Dataset entries
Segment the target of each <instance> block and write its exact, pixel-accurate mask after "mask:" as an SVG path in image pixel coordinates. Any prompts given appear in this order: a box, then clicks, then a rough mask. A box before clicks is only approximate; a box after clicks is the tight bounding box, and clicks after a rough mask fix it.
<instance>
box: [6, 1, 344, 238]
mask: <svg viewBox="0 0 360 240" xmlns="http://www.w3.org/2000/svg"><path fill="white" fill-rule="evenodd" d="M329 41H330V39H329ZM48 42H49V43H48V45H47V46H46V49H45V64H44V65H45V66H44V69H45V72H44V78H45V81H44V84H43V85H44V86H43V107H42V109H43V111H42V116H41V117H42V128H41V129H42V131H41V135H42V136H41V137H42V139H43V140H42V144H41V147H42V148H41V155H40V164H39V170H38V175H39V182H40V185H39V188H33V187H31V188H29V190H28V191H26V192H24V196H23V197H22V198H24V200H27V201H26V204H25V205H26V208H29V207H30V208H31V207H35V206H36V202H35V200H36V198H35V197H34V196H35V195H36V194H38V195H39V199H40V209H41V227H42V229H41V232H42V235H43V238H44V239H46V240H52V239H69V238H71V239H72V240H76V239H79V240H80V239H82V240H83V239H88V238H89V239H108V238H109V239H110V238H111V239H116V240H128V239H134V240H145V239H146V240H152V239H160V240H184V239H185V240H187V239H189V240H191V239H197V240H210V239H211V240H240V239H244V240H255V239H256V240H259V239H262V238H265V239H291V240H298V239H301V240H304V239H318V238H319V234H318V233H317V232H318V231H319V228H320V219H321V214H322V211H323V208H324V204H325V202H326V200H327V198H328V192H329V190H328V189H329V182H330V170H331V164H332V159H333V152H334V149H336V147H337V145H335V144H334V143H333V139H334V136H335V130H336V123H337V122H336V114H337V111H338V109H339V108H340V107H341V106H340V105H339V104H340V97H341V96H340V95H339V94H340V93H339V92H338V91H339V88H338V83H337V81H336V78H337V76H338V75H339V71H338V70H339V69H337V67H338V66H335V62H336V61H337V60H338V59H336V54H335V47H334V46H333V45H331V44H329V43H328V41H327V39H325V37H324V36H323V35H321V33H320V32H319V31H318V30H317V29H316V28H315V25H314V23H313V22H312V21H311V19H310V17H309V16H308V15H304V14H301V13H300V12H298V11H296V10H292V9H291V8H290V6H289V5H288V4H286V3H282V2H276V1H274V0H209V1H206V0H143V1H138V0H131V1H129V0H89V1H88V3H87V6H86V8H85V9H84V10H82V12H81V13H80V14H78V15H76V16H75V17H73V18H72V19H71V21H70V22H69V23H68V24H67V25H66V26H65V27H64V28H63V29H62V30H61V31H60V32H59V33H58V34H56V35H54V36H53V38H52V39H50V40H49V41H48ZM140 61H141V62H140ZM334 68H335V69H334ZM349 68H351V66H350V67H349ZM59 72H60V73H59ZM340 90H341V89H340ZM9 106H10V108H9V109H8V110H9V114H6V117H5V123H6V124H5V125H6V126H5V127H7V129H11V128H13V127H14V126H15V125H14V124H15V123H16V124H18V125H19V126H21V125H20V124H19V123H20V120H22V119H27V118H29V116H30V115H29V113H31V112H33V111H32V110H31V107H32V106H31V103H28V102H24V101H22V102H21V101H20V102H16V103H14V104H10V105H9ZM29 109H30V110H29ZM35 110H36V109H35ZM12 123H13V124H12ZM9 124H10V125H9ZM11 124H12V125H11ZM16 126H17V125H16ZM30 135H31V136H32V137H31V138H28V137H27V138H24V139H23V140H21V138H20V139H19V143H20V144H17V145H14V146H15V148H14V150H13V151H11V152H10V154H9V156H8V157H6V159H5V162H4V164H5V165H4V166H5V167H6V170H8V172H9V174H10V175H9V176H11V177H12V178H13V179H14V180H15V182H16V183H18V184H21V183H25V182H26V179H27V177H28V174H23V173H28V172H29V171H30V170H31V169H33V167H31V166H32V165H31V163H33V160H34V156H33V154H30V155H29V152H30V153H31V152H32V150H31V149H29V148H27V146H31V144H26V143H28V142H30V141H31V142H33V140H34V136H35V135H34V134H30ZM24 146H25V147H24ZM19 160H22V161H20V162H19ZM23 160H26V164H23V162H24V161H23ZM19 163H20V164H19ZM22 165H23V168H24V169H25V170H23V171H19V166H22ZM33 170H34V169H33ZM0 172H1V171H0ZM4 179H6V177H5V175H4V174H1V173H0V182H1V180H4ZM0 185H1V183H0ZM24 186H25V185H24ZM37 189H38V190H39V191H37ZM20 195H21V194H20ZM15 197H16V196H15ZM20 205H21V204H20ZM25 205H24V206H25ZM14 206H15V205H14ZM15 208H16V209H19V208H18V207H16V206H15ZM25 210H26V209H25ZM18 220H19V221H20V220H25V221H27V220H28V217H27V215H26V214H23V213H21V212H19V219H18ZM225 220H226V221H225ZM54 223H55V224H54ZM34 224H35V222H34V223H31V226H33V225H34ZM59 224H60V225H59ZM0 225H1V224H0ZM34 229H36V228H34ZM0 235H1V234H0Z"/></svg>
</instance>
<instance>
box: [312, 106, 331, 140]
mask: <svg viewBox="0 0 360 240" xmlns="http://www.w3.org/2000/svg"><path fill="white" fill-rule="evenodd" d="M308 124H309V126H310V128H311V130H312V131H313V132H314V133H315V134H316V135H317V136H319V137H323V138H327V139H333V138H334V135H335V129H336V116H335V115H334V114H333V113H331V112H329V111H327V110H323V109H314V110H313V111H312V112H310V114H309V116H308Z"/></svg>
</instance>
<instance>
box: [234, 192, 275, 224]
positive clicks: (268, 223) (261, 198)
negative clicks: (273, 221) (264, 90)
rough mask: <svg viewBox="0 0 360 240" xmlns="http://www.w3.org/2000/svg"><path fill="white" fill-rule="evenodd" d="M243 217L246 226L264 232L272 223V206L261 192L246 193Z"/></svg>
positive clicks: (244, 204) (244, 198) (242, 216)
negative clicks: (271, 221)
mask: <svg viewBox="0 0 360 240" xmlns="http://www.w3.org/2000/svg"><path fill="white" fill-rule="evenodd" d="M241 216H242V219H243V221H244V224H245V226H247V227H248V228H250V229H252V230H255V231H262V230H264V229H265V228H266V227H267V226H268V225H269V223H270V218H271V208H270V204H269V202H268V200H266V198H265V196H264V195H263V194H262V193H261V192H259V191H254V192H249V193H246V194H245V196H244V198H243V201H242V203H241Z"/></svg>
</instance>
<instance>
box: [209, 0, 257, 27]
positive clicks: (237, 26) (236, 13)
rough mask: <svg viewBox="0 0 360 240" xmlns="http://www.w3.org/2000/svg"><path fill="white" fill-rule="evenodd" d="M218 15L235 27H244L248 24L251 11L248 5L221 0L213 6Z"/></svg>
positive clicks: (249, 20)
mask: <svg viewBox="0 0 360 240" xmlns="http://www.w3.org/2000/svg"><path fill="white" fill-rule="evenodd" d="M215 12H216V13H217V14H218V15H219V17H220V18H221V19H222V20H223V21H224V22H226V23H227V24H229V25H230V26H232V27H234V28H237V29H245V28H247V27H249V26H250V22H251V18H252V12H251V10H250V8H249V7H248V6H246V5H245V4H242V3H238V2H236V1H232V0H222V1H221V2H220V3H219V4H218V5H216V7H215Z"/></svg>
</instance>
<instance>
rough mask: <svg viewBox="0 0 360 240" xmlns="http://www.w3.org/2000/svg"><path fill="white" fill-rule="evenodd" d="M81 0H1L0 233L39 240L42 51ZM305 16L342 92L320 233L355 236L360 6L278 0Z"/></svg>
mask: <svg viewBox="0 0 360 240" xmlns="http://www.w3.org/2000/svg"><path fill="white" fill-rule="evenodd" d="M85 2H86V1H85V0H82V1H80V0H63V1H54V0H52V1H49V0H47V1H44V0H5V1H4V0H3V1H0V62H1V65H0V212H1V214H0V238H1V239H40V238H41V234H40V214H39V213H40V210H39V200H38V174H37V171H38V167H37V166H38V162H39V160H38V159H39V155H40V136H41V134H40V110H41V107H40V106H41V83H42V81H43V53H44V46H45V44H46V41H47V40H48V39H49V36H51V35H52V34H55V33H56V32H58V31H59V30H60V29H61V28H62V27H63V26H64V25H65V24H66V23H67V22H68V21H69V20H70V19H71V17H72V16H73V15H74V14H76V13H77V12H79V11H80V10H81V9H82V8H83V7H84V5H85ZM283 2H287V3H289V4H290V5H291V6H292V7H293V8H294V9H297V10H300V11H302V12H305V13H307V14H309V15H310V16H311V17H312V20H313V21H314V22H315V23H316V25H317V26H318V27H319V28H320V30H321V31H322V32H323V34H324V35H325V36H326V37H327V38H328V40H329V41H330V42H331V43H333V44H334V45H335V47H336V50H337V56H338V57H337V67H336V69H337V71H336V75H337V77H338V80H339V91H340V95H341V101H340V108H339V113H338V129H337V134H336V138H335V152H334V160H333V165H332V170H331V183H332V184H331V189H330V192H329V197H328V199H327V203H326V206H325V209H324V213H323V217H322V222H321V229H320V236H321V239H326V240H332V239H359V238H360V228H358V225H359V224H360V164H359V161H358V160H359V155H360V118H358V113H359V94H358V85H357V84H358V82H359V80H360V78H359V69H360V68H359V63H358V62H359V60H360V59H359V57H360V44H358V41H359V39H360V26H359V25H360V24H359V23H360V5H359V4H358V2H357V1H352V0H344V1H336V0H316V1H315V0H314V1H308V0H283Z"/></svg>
==
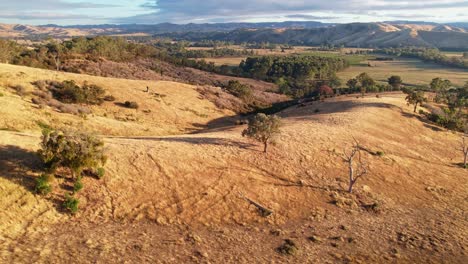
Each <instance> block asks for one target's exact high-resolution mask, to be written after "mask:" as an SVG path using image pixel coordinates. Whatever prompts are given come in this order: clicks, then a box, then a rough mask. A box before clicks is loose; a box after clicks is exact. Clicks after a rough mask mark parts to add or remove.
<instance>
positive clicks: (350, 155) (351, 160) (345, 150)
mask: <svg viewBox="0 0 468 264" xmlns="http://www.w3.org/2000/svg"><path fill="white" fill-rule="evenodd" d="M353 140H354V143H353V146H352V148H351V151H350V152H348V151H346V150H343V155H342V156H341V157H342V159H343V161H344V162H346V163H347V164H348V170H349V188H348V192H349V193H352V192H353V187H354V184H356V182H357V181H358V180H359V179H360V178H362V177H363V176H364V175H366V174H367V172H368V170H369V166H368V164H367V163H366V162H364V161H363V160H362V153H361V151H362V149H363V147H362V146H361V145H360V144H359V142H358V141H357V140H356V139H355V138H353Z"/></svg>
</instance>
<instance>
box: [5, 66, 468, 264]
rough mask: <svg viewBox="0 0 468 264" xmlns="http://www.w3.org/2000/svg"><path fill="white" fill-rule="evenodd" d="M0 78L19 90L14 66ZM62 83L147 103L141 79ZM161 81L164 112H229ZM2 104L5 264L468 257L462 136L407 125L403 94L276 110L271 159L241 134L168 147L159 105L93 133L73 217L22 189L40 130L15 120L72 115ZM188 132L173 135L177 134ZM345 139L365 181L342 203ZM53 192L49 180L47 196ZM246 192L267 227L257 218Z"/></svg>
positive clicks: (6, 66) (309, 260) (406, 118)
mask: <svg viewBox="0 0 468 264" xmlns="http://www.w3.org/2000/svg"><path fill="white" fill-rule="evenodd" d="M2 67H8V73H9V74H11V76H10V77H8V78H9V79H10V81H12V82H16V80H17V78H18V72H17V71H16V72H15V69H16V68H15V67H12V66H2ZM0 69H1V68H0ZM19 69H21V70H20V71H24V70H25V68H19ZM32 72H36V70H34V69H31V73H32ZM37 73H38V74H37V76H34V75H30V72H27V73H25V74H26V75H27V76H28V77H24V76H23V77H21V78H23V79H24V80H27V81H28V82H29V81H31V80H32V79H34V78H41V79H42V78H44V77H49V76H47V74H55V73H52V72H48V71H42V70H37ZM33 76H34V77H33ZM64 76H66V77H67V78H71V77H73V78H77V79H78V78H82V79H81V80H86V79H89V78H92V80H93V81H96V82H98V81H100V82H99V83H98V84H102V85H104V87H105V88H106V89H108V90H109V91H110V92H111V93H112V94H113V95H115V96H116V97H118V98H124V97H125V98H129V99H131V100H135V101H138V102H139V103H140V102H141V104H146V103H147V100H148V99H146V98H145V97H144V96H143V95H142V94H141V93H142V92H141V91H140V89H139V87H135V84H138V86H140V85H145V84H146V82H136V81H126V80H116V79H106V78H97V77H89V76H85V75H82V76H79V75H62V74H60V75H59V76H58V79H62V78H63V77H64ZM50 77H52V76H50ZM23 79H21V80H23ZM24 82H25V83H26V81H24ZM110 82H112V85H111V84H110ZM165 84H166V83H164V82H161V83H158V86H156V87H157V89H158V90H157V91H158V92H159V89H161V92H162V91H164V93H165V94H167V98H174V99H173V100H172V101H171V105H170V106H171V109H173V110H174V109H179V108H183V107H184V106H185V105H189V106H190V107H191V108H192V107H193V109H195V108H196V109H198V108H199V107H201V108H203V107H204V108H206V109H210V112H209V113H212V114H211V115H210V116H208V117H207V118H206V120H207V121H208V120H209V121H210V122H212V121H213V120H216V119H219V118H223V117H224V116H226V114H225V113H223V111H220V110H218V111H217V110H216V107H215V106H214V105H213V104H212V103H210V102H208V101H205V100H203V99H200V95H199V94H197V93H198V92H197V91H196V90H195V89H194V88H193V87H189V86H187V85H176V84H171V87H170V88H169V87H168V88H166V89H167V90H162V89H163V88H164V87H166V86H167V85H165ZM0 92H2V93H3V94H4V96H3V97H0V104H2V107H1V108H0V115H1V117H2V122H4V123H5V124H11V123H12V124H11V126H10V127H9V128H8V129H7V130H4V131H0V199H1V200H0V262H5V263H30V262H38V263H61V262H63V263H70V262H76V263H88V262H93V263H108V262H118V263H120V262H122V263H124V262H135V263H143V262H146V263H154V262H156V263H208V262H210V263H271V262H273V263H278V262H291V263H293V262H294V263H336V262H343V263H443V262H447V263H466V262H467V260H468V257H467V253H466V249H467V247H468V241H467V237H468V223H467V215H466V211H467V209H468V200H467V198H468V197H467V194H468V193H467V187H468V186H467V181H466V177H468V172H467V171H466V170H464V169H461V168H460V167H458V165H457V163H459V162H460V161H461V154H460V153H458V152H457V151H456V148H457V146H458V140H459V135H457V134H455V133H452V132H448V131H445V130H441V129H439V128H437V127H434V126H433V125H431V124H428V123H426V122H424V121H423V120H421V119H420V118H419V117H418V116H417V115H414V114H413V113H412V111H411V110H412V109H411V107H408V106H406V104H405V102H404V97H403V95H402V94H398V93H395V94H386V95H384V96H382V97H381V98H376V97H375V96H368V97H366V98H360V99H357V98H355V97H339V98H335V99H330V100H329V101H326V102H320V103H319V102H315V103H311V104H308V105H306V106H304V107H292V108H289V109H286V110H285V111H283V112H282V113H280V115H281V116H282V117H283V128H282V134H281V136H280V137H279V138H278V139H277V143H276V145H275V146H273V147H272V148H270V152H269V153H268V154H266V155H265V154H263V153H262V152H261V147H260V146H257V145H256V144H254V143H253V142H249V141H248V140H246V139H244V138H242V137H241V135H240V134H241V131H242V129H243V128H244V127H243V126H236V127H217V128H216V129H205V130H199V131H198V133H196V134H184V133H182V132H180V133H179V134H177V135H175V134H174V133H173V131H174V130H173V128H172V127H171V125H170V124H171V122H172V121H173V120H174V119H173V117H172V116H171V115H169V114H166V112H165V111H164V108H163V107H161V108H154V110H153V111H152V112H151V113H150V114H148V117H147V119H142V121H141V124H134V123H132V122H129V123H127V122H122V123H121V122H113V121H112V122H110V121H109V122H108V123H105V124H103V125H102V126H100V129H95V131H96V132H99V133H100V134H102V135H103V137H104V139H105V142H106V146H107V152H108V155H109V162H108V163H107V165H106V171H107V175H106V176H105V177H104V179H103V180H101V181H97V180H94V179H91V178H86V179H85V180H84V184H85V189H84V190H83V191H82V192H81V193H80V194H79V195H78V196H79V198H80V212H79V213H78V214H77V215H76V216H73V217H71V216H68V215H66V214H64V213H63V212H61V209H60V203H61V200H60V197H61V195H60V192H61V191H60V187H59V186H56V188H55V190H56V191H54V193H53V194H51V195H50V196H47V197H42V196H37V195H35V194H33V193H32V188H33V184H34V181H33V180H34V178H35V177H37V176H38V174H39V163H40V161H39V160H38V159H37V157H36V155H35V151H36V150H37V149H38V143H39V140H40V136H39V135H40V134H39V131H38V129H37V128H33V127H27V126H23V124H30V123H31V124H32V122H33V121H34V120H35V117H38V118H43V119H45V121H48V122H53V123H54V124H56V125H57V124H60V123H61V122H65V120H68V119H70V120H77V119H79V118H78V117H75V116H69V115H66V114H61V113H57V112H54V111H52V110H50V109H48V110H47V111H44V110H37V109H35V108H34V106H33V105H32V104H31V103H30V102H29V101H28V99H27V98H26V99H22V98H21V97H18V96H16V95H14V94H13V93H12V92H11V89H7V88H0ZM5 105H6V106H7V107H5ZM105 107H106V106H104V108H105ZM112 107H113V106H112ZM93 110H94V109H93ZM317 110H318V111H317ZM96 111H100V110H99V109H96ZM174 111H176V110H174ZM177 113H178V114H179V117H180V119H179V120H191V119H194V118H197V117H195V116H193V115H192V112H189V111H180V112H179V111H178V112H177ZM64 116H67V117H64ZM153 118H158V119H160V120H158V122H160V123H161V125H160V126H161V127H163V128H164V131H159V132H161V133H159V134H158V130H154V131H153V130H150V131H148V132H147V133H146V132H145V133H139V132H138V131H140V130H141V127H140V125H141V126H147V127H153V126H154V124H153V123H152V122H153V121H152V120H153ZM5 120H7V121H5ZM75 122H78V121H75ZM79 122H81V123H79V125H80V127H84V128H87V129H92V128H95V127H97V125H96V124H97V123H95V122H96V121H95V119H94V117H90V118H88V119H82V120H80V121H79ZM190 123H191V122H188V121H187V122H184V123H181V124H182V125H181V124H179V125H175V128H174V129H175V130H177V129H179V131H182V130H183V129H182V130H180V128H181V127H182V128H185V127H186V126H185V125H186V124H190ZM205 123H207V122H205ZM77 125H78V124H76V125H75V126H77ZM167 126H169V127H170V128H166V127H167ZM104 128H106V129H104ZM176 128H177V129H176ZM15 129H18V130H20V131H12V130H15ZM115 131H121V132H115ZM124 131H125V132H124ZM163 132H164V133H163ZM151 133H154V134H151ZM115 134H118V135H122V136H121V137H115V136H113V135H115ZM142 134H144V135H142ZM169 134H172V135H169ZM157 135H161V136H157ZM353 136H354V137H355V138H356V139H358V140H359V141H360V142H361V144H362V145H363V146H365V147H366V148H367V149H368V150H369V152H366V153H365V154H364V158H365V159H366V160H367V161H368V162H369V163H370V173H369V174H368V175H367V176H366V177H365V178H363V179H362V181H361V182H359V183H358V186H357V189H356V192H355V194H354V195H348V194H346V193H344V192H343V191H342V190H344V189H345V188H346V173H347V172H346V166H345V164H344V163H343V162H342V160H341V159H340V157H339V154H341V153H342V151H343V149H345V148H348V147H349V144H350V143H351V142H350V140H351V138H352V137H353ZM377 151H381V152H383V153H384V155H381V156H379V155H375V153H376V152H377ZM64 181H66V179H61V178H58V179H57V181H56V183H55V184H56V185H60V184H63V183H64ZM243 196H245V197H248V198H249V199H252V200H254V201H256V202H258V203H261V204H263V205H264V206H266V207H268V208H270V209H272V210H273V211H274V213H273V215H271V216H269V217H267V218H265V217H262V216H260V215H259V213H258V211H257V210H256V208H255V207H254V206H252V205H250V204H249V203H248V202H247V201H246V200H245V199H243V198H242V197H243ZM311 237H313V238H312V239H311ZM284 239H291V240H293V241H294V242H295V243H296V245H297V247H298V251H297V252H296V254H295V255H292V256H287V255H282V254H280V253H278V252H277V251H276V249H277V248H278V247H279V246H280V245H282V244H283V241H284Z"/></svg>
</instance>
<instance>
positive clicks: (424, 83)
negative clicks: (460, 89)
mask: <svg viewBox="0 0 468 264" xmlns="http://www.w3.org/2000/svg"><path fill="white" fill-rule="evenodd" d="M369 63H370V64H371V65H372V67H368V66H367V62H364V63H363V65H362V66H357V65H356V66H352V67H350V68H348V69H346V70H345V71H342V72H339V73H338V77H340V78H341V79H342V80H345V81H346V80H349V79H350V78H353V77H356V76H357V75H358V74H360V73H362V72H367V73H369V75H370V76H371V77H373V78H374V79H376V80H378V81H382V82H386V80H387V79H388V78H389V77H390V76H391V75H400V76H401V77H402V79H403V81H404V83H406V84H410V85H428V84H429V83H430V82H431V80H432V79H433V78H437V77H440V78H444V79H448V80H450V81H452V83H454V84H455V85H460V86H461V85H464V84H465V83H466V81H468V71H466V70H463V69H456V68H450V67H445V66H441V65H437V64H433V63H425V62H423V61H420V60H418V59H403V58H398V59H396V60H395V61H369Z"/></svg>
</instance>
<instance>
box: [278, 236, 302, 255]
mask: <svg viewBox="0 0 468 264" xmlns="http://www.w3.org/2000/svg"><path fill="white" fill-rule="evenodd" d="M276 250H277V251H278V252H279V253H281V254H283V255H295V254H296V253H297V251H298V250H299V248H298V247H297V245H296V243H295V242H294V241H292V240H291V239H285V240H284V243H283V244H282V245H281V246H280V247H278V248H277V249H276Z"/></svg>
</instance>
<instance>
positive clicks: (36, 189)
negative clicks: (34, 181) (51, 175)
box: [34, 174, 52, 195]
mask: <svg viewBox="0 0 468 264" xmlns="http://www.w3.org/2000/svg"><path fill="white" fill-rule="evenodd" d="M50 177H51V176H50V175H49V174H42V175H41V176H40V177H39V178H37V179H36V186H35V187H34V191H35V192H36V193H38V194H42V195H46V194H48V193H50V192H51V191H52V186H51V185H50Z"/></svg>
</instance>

Instructions for the task ▸
Both the line containing "box: [312, 106, 331, 140]" and the line containing "positive clicks: (244, 204)" belong in the answer. Print them and every line above that falls between them exactly, and no others.

Response to the task ▸
box: [312, 106, 331, 140]
mask: <svg viewBox="0 0 360 240" xmlns="http://www.w3.org/2000/svg"><path fill="white" fill-rule="evenodd" d="M308 124H309V126H310V128H311V130H312V131H313V132H314V133H315V134H316V135H317V136H319V137H323V138H327V139H333V138H334V135H335V129H336V116H335V115H334V114H333V113H331V112H329V111H327V110H323V109H314V110H313V111H312V112H310V114H309V116H308Z"/></svg>
</instance>
<instance>
box: [234, 192, 275, 224]
positive clicks: (268, 223) (261, 198)
negative clicks: (273, 221) (264, 90)
rough mask: <svg viewBox="0 0 360 240" xmlns="http://www.w3.org/2000/svg"><path fill="white" fill-rule="evenodd" d="M243 217L246 226L264 232L272 223V206L261 192L246 193Z"/></svg>
positive clicks: (244, 204) (244, 198) (242, 216)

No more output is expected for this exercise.